_TEXTO SELECCIONADO_.
######

Reproducción de la columna 'Las Palabras' publicada en la edición
2247 de la revista 'Caretas'.
Por: Gustavo GorrittiGustavo Gorriti Director de Ideele Reporteros |
TODA democracia tiene
el deber de defenderse. Especialmente de quienes intentan utilizar sus derechos
y libertades para destruirla. La devastación histórica del fascismo y el
nazismo, que marcó el siglo XX, trajo, entre otras amargas lecciones, la conciencia
de la necesidad imperativa de defenderse a tiempo de los enemigos de la
libertad.
Mussolini y Hitler
llegaron al poder mediante mecanismos electorales mezclados con violencia
callejera y sin guardar secreto respecto del profundo desprecio que sentían hacia
la democracia y sus mecanismos de delegación del poder.
Una vez que tomaron
el gobierno no tardaron en destrozar la democracia mediante la más organizada y
sistemática brutalidad. Años después, luego de decenas de millones de muertos,
sobre los escombros del nazismo derrotado en la más grande guerra de la
Historia, el consenso entre los aliados occidentales abocados a la tarea de
construir una nueva Alemania fue hacer imposible que en el futuro se pudiera
utilizar la democracia contra sí misma.
Así, los partidos y
los grupos opuestos a la democracia o enemigos de ella, fueron marginados del
sistema. El ejercicio de la democracia, incluyendo la competencia por el poder
mediante el voto, quedó reservado a las mayorías leales a ella.
Pero todo esto se realizó
bajo la premisa de que la respuesta razonable a cualquier circunstancia de
peligro es asegurar que la severidad de las medidas de defensa corresponda a la
severidad de la amenaza. Un peligro grave requiere una respuesta fuerte; y una
amenaza leve demanda una respuesta proporcional
"Así como la
democracia aprendió que tiene el deber de defenderse, la lección complementaria
es que las medidas de defensa deben ser pocas, limitadas y solo ejecutadas
cuando resulte indispensable".

######

_ENTRADAS PROPORCIONADAS_.
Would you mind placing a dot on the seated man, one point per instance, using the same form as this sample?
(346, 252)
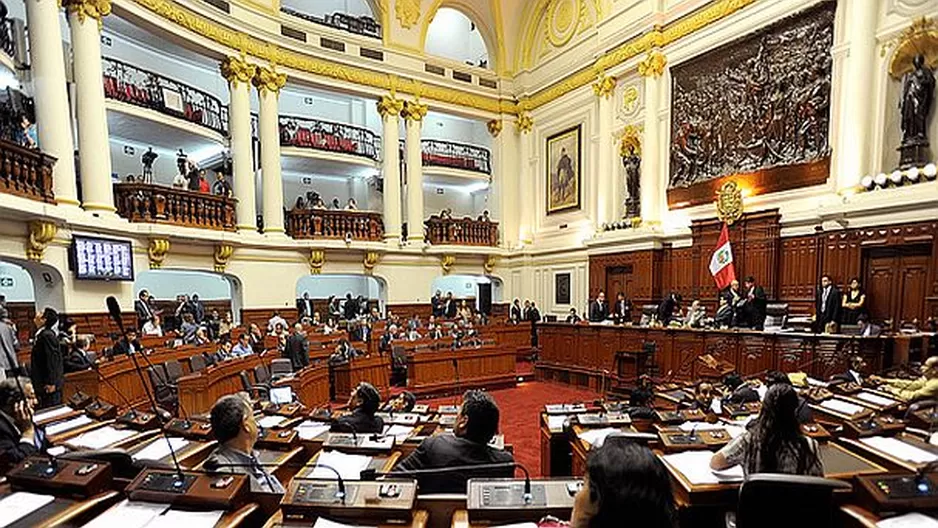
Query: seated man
(364, 403)
(476, 424)
(925, 387)
(235, 428)
(18, 437)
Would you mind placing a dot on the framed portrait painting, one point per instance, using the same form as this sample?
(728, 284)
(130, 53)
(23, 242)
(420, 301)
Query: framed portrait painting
(563, 170)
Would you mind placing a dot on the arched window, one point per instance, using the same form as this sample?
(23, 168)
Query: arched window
(452, 35)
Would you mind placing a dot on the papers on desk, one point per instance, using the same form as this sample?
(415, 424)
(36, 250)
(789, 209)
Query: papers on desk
(150, 515)
(695, 466)
(842, 407)
(909, 520)
(349, 466)
(45, 416)
(322, 522)
(308, 430)
(900, 449)
(159, 449)
(271, 421)
(19, 505)
(101, 438)
(68, 425)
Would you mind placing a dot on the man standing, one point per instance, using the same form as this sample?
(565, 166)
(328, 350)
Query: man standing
(827, 305)
(598, 309)
(47, 367)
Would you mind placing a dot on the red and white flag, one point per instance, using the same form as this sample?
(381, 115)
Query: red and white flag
(721, 262)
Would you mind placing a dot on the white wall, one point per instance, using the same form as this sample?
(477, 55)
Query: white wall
(167, 284)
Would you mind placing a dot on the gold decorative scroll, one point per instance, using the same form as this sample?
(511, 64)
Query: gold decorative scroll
(40, 234)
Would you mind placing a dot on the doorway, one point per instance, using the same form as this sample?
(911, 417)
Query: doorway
(896, 282)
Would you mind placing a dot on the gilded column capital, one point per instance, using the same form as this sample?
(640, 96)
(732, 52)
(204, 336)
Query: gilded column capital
(653, 64)
(237, 70)
(604, 86)
(495, 127)
(389, 106)
(524, 123)
(267, 79)
(414, 111)
(96, 9)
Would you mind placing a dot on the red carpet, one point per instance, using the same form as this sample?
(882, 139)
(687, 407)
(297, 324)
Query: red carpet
(520, 411)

######

_QUÉ HARÁS_. Continúa la columna sobre la defensa de la democracia a partir de su última oración.

_RESPUESTA AL PROBLEMA_.
Este largo exordio es
para discutir la iniciativa legal del Ejecutivo que intenta penalizar con
cárcel el supuesto delito de “negacionismo”,
definido por el primer ministro Juan Jiménez como el castigo penal a “aquellas personas que nieguen los
delitos de terrorismo cometidos por organizaciones subversivas como Sendero
Luminoso y el MRTA […] Quienes nieguen que en el Perú hubo una masacre por
parte de estas organizaciones criminales, serán sancionados porque incurrirán
en el delito del negacionismo”.
La ministra de
Justicia Eda Rivas dijo a su turno que el proyecto antinegacionista del
gobierno, “…busca penalizar
a aquellas personas que públicamente y por medios idóneos, en este caso
públicos, aprueben, justifiquen, nieguen o minimicen los delitos de
terrorismo”.
El proyecto de ley
del Gobierno ha recibido críticas de todos lados: desde la derecha, la
izquierda, el centro y hasta dentro de sí mismo. La vicepresidenta Marisol
Espinoza, por ejemplo, advirtió en RPP sobre los peligros de ese proyecto de
ley.
Hasta Aldo
Mariátegui, en un editorial el lunes 27, escribió que “la iniciativa me parece una reverenda
bobada”.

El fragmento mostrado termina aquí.